> TASK GOAL:
Reproduce the listing below exactly, minus its pictures.

> AVAILABLE DATA:
****

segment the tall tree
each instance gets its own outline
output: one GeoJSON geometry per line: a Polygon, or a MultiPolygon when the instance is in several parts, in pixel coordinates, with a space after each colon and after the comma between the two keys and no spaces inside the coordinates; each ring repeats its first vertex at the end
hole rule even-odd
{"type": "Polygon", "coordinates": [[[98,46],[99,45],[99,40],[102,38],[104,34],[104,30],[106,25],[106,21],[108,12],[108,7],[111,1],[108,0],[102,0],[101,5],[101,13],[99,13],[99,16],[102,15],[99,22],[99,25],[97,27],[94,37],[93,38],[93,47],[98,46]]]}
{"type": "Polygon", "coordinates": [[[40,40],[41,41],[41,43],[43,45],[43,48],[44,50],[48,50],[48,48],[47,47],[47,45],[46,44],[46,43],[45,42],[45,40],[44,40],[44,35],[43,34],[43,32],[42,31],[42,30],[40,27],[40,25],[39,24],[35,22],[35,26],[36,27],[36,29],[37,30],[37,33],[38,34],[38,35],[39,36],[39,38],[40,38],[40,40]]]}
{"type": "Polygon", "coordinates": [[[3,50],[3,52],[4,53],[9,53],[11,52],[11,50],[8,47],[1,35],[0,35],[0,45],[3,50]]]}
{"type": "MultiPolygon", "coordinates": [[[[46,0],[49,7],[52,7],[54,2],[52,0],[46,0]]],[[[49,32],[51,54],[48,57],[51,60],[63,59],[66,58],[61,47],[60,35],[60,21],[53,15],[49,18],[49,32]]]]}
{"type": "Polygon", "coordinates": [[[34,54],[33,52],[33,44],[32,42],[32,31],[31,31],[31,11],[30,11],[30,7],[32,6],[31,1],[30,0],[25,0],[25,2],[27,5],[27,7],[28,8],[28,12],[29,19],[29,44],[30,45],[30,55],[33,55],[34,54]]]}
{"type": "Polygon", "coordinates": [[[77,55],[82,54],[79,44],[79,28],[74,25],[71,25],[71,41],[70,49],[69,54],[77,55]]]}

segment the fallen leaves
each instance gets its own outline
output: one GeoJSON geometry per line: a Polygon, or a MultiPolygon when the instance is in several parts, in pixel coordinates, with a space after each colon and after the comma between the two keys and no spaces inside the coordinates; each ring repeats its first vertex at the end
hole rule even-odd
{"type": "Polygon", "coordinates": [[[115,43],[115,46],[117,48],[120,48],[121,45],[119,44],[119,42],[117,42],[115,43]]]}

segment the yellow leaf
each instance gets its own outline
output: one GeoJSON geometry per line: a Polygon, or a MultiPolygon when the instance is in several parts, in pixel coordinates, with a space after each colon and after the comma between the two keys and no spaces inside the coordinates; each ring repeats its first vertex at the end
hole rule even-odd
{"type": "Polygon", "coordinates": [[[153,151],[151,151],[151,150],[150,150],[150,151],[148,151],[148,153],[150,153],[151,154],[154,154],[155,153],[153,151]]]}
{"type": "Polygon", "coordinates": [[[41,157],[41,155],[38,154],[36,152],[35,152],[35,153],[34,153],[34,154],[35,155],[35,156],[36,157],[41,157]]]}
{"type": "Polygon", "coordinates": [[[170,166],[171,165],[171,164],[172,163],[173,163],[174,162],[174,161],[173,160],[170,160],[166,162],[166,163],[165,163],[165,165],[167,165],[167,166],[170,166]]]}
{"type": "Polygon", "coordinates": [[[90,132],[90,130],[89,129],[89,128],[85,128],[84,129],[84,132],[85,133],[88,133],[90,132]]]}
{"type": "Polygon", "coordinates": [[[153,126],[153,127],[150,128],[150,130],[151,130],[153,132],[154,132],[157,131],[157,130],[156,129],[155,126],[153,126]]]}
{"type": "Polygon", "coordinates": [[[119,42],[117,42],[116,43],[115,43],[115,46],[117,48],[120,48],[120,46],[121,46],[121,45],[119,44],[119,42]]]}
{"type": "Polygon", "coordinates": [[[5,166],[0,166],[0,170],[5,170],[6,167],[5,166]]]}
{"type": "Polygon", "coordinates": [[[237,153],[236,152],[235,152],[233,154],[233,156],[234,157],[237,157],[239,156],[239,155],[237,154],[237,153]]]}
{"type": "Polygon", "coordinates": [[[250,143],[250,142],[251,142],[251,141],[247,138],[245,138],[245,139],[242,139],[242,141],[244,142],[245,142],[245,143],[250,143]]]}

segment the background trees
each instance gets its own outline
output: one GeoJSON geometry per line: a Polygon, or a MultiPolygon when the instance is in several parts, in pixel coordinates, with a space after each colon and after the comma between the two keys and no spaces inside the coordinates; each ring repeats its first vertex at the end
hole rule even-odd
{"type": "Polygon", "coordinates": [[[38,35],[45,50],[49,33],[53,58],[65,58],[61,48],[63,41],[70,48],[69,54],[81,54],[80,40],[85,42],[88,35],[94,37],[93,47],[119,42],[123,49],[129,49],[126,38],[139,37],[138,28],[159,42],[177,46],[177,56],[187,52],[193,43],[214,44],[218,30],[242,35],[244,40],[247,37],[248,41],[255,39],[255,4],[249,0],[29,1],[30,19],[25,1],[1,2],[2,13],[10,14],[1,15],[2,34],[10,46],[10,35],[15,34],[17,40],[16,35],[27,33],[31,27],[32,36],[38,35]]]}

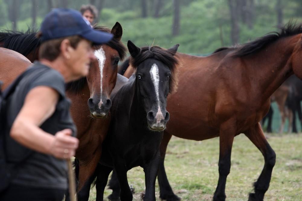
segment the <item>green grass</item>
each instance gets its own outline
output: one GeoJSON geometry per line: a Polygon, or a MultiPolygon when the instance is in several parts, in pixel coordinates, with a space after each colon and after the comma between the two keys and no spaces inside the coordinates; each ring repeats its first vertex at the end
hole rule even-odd
{"type": "MultiPolygon", "coordinates": [[[[302,134],[268,136],[277,159],[265,200],[302,200],[302,134]]],[[[166,171],[174,192],[184,201],[212,200],[218,177],[219,139],[196,141],[173,137],[167,151],[166,171]]],[[[235,138],[231,163],[226,188],[226,199],[247,200],[252,184],[263,167],[262,155],[242,134],[235,138]]],[[[142,169],[133,168],[128,177],[129,184],[135,189],[133,200],[141,200],[145,190],[142,169]]],[[[156,191],[156,199],[160,200],[157,182],[156,191]]],[[[111,192],[106,190],[104,198],[111,192]]],[[[95,200],[95,196],[94,188],[89,200],[95,200]]]]}

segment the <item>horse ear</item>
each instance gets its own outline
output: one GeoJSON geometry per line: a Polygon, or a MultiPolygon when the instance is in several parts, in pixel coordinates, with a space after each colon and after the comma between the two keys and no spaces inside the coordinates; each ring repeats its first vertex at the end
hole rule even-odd
{"type": "Polygon", "coordinates": [[[113,26],[111,30],[111,33],[113,34],[114,38],[118,41],[120,40],[123,35],[123,29],[120,24],[118,22],[115,23],[115,24],[113,26]]]}
{"type": "Polygon", "coordinates": [[[179,44],[176,44],[171,48],[168,49],[167,50],[170,52],[172,54],[172,55],[174,56],[176,53],[176,52],[177,51],[177,49],[178,49],[178,46],[179,46],[179,44]]]}
{"type": "Polygon", "coordinates": [[[137,47],[130,40],[128,40],[127,43],[127,46],[128,47],[129,52],[132,57],[135,57],[140,52],[140,49],[137,47]]]}

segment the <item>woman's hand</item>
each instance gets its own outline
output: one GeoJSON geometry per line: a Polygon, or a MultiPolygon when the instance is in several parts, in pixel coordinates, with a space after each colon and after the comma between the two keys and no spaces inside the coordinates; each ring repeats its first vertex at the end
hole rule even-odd
{"type": "Polygon", "coordinates": [[[65,129],[56,133],[50,147],[50,154],[61,159],[74,156],[79,146],[79,139],[71,136],[72,133],[71,130],[65,129]]]}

****

> FINISHED EXERCISE:
segment the tall tree
each instance gets its own outline
output: one GeoJSON geometry per line: a Polygon, or a MultiPolygon when the instance is in several parts, in pixel coordinates, with a space after each colon and after the comma between the two keys and no spaces inside the coordinates; each ring repeats its first vertex at the end
hole rule even-odd
{"type": "Polygon", "coordinates": [[[98,46],[99,45],[99,40],[102,38],[104,34],[104,30],[106,25],[106,21],[108,12],[108,7],[111,1],[108,0],[102,0],[101,5],[101,13],[99,13],[99,16],[102,15],[99,22],[99,25],[97,27],[94,37],[93,38],[93,47],[98,46]]]}
{"type": "Polygon", "coordinates": [[[40,40],[41,41],[41,43],[43,45],[43,48],[44,50],[48,50],[48,48],[47,47],[47,45],[46,44],[46,43],[45,42],[45,40],[44,40],[44,35],[43,34],[43,32],[42,31],[42,30],[40,27],[40,25],[39,24],[35,22],[35,26],[36,27],[36,29],[37,30],[37,33],[38,34],[38,35],[39,36],[39,38],[40,38],[40,40]]]}
{"type": "Polygon", "coordinates": [[[3,50],[3,52],[4,53],[9,53],[11,52],[11,50],[8,47],[1,35],[0,35],[0,45],[3,50]]]}
{"type": "MultiPolygon", "coordinates": [[[[46,0],[49,7],[52,7],[54,2],[52,0],[46,0]]],[[[49,32],[51,54],[48,57],[51,60],[63,59],[66,58],[61,47],[60,35],[60,21],[53,15],[49,18],[49,32]]]]}
{"type": "Polygon", "coordinates": [[[34,54],[33,52],[33,44],[32,42],[32,31],[31,31],[31,11],[30,11],[30,7],[32,6],[31,1],[30,0],[25,0],[25,2],[27,5],[27,7],[28,8],[28,12],[29,19],[29,44],[30,45],[30,55],[33,55],[34,54]]]}
{"type": "Polygon", "coordinates": [[[77,55],[82,54],[79,44],[79,28],[74,25],[71,25],[71,41],[70,49],[69,54],[77,55]]]}

segment the fallen leaves
each instance gets its own outline
output: one GeoJSON geometry per line: a Polygon, or a MultiPolygon when the instance is in several parts, in pixel coordinates, with a space after each colon and after the comma between the two keys and no spaces inside the coordinates; each ring repeats its first vertex at the end
hole rule even-odd
{"type": "Polygon", "coordinates": [[[115,43],[115,46],[117,48],[120,48],[121,45],[119,44],[119,42],[117,42],[115,43]]]}

segment the yellow leaf
each instance gets its own outline
output: one GeoJSON geometry per line: a Polygon, or a MultiPolygon when the instance is in several parts, in pixel coordinates, with a space after each colon and after the comma between the two keys and no spaces inside the coordinates; each ring repeats its first vertex at the end
hole rule even-odd
{"type": "Polygon", "coordinates": [[[153,151],[151,151],[151,150],[150,150],[150,151],[148,151],[148,153],[150,153],[151,154],[154,154],[155,153],[153,151]]]}
{"type": "Polygon", "coordinates": [[[41,157],[41,155],[38,154],[36,152],[35,152],[35,153],[34,153],[34,154],[35,155],[35,156],[36,157],[41,157]]]}
{"type": "Polygon", "coordinates": [[[170,166],[171,165],[171,164],[172,163],[173,163],[174,162],[174,161],[173,160],[170,160],[166,162],[166,163],[165,163],[165,165],[167,165],[167,166],[170,166]]]}
{"type": "Polygon", "coordinates": [[[90,132],[90,130],[89,129],[89,128],[85,128],[84,129],[84,132],[85,133],[88,133],[90,132]]]}
{"type": "Polygon", "coordinates": [[[153,126],[153,127],[150,128],[150,130],[151,130],[153,132],[154,132],[157,131],[157,130],[156,129],[155,126],[153,126]]]}
{"type": "Polygon", "coordinates": [[[119,42],[117,42],[116,43],[115,43],[115,46],[117,48],[120,48],[120,46],[121,46],[121,45],[119,44],[119,42]]]}
{"type": "Polygon", "coordinates": [[[5,166],[0,166],[0,170],[5,170],[6,167],[5,166]]]}
{"type": "Polygon", "coordinates": [[[237,153],[236,152],[235,152],[233,154],[233,156],[234,157],[237,157],[239,156],[239,155],[237,154],[237,153]]]}
{"type": "Polygon", "coordinates": [[[250,143],[250,142],[251,142],[251,141],[247,138],[245,138],[245,139],[242,139],[242,141],[244,142],[245,142],[245,143],[250,143]]]}

segment the background trees
each instance gets its own outline
output: one GeoJSON geometry per line: a Polygon, or a MultiPolygon when the instance is in several parts, in pixel coordinates, with a space after each colon and after the comma between the two keys and no spaces inside the coordinates; each ring repeats its first vertex at the end
hole rule even-odd
{"type": "Polygon", "coordinates": [[[38,35],[45,50],[49,33],[53,58],[65,58],[61,48],[63,41],[70,48],[69,54],[81,54],[80,40],[85,42],[88,35],[94,37],[93,47],[119,42],[123,49],[129,49],[126,38],[139,37],[138,28],[159,42],[177,46],[177,56],[187,52],[193,43],[214,44],[218,30],[242,35],[244,40],[247,37],[248,41],[255,39],[255,4],[249,0],[29,1],[30,19],[25,1],[1,2],[2,13],[10,14],[1,15],[2,34],[10,46],[10,35],[15,34],[17,40],[16,35],[27,33],[31,27],[32,36],[38,35]]]}

segment the <item>green grass</item>
each instance gets its own outline
output: one GeoJSON geometry per line: a Polygon, or a MultiPolygon when the instance is in several parts, in pixel coordinates, with a space after each colon and after the comma between the two keys and no spaces inside the coordinates; each ring repeats its first vertex at the end
hole rule even-odd
{"type": "MultiPolygon", "coordinates": [[[[302,134],[268,136],[277,159],[265,200],[302,200],[302,134]]],[[[166,171],[174,192],[184,201],[212,200],[218,177],[219,139],[196,141],[173,137],[167,151],[166,171]]],[[[235,138],[231,163],[226,188],[226,199],[247,200],[252,184],[263,167],[262,155],[242,134],[235,138]]],[[[142,169],[133,168],[128,177],[129,184],[135,189],[133,200],[141,200],[145,190],[142,169]]],[[[156,191],[156,199],[160,200],[157,182],[156,191]]],[[[111,192],[106,190],[104,198],[111,192]]],[[[95,200],[95,196],[94,188],[89,200],[95,200]]]]}

segment the <item>horse ear</item>
each instance gets its own outline
output: one GeoJSON geometry per line: a Polygon, or a MultiPolygon when the instance is in several parts, in pixel coordinates, with a space after each colon and after the comma between the two keys and no spaces inside the coordinates; each ring repeats its first vertex at the end
hole rule even-odd
{"type": "Polygon", "coordinates": [[[113,26],[111,30],[111,33],[113,34],[114,38],[118,41],[120,40],[123,35],[123,29],[120,24],[118,22],[115,23],[115,24],[113,26]]]}
{"type": "Polygon", "coordinates": [[[179,44],[176,44],[171,48],[168,49],[167,50],[170,52],[172,54],[172,55],[174,56],[176,53],[176,52],[177,51],[177,49],[178,49],[178,46],[179,46],[179,44]]]}
{"type": "Polygon", "coordinates": [[[137,47],[130,40],[128,40],[127,43],[127,46],[128,47],[129,52],[132,57],[135,57],[140,52],[140,49],[137,47]]]}

segment the <item>woman's hand</item>
each instance gets its own outline
output: one GeoJSON geometry per line: a Polygon, or a MultiPolygon when the instance is in several parts, in pixel coordinates, with a space after each colon and after the comma between the two keys and no spaces inside the coordinates; each ring repeats its first vertex at the end
hole rule even-odd
{"type": "Polygon", "coordinates": [[[65,129],[56,133],[50,147],[50,154],[61,159],[74,156],[79,146],[79,139],[71,136],[72,133],[71,130],[65,129]]]}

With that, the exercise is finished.